_Work to be completed_
Write out word for word the passage from the article on Amaechi's role in the 2015 election, starting with "Defending his legacy" and going on through "and structural mobilization.".

_Provided text_
________
ABUJA, NIGERIA – The lingering debate surrounding the historic political realignment of 2015 has been forcefully reopened. Former Minister of Transportation and former Governor of Rivers State, Chibuike Rotimi Amaechi, has publicly dismissed claims that President Bola Ahmed Tinubu was the sole architect behind the political ascension of former President Muhammadu Buhari.
Amaechi asserted that he, in fact, played the definitive and central operational role in securing Buhari’s victory during that watershed general election, which permanently fractured and ended the 16-year governance monopoly of the Peoples Democratic Party (PDP).
Speaking with deep candor during a live interview on Arise News’ Prime Time programme on Friday, May 22, 2026, the prominent opposition figure explained that he had deliberately chosen to maintain a strategic silence for several years while Tinubu repeatedly claimed primary credit for bringing Buhari to regional and national power.
According to Amaechi, it would have been tactically reckless and politically self-destructive to openly counter or challenge those narratives at the time, given his high-profile assignment within the federal cabinet.
Amaechi provided a rare glimpse into the intense internal pressures and administrative dynamics that governed the inner circle of the ruling All Progressives Congress (APC) during its first two terms in power. He revealed that confronting the political heavyweights of the party while serving at the pleasure of the commander-in-chief would have carried immediate career-ending consequences.
“When we decided to form the APC, while I was a minister, Tinubu was claiming he made Buhari president and I couldn’t respond because I was a minister under President Buhari,” Amaechi recounted with striking transparency. “That would have been suicidal because Buhari could fire you.”
Because of that rigid institutional hierarchy, the former minister explained that he could not simply step up to a microphone and publicly declare the claims to be factually wrong. He insisted, however, that the historical record remains clear regarding who absorbed the brunt of the political warfare required to uproot an incumbent federal government.
“So I couldn’t have said, ‘You are wrong.’ He didn’t make President Buhari president,” Amaechi added emphatically. “Not only was I the DG of the campaign, but everybody will bear witness that I did all the battle.”
Defending his legacy as an irreplaceable catalyst for the 2015 political shift, the former Rivers State Governor detailed his exhaustive schedule as the head of the Nigeria Governors’ Forum (NGF) during that volatile era. He argued that his contributions went far beyond standard platform speeches and campaign appearances, involving high-stakes cross-regional diplomacy and structural mobilization.
________
_Supplied material_
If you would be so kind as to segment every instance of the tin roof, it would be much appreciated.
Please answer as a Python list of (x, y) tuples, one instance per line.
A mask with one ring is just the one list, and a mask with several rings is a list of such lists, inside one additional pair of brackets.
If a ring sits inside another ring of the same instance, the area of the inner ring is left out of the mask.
________
_Result for this task_
Defending his legacy as an irreplaceable catalyst for the 2015 political shift, the former Rivers State Governor detailed his exhaustive schedule as the head of the Nigeria Governors’ Forum (NGF) during that volatile era. He argued that his contributions went far beyond standard platform speeches and campaign appearances, involving high-stakes cross-regional diplomacy and structural mobilization.